_WORK REQUIRED:_ Your answer should be one number: how many lines of the data include the string "leaf"?

_RECORDS SUPPLIED:_
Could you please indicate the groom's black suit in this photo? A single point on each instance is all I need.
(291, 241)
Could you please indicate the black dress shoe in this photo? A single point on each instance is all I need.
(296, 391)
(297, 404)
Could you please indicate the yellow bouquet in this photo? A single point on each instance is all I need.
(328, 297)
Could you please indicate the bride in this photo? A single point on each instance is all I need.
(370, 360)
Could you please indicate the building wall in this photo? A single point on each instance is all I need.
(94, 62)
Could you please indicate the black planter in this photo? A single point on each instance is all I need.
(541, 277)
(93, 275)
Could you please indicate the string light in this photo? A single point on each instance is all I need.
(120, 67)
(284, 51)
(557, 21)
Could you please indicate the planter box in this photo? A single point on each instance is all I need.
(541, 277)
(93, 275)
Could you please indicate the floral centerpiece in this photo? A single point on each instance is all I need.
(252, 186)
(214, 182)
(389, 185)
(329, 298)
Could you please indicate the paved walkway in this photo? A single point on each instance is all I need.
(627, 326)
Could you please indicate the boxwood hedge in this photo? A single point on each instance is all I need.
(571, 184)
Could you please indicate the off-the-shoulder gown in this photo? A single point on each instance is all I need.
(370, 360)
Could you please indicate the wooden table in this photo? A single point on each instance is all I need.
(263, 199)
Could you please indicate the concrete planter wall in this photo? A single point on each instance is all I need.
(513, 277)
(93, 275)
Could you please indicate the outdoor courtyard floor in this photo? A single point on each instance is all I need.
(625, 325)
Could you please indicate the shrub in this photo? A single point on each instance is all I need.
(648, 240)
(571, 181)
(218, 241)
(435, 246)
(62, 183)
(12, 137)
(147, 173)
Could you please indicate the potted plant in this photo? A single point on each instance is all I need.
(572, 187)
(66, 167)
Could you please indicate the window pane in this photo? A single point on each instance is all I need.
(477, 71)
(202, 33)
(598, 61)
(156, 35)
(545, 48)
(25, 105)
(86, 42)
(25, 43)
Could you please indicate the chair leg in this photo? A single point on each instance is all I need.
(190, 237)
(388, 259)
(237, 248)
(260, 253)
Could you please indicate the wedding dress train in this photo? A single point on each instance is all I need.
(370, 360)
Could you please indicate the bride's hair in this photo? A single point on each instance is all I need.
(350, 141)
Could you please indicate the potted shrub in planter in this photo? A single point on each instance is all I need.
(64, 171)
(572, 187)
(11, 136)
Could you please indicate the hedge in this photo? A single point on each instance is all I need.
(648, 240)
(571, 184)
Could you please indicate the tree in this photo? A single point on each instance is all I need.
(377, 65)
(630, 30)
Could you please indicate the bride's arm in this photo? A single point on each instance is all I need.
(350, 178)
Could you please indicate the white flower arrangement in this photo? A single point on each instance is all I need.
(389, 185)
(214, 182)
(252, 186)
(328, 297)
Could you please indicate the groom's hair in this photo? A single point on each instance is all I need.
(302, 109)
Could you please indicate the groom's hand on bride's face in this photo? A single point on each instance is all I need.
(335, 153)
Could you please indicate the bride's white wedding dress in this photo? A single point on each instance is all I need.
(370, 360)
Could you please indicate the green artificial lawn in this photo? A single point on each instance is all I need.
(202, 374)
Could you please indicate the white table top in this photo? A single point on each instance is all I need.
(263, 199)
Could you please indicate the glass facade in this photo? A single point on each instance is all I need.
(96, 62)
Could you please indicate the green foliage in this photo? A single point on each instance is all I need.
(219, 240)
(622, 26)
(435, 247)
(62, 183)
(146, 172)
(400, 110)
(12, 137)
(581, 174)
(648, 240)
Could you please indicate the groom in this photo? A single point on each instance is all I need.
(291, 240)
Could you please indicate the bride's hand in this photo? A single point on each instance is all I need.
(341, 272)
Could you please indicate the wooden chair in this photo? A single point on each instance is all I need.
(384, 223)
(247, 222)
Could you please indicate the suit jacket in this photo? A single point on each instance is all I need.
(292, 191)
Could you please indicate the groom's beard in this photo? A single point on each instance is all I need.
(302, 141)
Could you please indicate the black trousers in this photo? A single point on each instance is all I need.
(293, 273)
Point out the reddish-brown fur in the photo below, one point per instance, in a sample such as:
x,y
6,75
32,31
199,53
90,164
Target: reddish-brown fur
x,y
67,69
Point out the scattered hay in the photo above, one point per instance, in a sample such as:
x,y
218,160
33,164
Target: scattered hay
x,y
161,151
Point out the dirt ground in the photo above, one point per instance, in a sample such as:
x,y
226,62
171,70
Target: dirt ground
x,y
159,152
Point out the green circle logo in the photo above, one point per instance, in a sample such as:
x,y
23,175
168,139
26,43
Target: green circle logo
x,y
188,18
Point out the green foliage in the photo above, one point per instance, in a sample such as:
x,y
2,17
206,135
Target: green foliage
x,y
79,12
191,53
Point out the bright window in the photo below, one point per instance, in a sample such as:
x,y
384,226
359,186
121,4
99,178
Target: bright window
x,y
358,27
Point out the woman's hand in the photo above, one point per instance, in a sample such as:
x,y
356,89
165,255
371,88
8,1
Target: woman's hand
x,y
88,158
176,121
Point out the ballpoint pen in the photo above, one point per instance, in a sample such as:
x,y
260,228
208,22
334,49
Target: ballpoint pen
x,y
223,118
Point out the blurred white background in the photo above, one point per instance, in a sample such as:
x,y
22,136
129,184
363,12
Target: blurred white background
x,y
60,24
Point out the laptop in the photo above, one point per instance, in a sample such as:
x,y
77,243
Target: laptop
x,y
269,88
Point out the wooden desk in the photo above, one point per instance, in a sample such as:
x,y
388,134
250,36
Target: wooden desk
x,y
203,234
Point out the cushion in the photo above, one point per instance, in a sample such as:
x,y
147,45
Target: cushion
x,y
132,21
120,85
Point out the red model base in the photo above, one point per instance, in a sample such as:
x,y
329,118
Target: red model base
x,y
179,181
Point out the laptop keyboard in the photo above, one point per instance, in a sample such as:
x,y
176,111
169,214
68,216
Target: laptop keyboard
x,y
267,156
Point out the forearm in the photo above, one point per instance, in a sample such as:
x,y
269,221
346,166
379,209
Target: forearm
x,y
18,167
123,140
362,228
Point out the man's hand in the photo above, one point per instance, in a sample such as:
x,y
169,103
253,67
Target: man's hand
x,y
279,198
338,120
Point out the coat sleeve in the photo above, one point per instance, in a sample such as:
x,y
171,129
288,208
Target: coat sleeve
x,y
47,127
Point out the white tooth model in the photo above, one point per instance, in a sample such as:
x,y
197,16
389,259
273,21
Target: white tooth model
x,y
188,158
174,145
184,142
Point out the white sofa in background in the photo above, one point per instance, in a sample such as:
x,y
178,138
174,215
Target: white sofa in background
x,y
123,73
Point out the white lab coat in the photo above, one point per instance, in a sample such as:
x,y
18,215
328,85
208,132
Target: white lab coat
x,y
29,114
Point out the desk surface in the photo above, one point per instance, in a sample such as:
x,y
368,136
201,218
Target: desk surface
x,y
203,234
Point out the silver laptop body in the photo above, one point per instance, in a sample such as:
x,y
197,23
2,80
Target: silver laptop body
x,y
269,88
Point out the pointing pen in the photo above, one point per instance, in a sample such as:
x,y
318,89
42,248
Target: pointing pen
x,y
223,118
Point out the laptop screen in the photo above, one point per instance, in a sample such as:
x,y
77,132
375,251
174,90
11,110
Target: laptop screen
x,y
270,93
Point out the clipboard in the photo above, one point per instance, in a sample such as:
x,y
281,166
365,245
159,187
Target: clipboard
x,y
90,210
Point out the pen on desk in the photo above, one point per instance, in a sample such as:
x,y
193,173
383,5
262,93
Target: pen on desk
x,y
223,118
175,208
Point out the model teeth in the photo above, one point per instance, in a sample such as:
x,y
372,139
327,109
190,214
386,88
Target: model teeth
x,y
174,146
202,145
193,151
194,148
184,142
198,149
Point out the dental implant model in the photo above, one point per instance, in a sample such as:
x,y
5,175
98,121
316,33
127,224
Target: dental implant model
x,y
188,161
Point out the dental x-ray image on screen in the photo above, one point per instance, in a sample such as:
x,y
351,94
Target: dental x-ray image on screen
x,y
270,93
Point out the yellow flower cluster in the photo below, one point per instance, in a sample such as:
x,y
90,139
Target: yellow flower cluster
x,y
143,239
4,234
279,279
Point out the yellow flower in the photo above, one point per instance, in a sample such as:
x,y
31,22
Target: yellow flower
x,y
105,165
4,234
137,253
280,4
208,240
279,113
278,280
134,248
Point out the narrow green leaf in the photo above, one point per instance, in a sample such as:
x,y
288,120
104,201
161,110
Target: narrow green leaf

_YOUR RESPONSE:_ 2